▸ WHAT THIS TASK INVOLVES: Reproduce the material below verbatim, keeping every line and character unchanged.

▸ GIVEN DATA:
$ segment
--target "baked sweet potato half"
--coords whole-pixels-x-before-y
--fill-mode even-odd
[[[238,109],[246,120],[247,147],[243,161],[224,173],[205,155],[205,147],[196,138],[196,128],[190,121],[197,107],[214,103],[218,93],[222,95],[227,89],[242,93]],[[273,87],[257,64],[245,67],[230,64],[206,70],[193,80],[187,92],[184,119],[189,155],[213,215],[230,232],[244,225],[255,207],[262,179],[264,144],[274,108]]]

▸ SOLUTION FOR THIS PROBLEM:
$ segment
--target "baked sweet potato half"
--coords whole-pixels-x-before-y
--fill-mode even-odd
[[[238,109],[246,120],[247,147],[243,161],[224,173],[205,155],[205,147],[196,138],[196,128],[190,121],[197,107],[214,103],[218,93],[222,95],[227,89],[242,93]],[[273,87],[257,64],[245,67],[230,64],[206,70],[193,80],[187,92],[184,119],[189,155],[213,215],[230,232],[244,225],[255,207],[262,179],[264,144],[274,108]]]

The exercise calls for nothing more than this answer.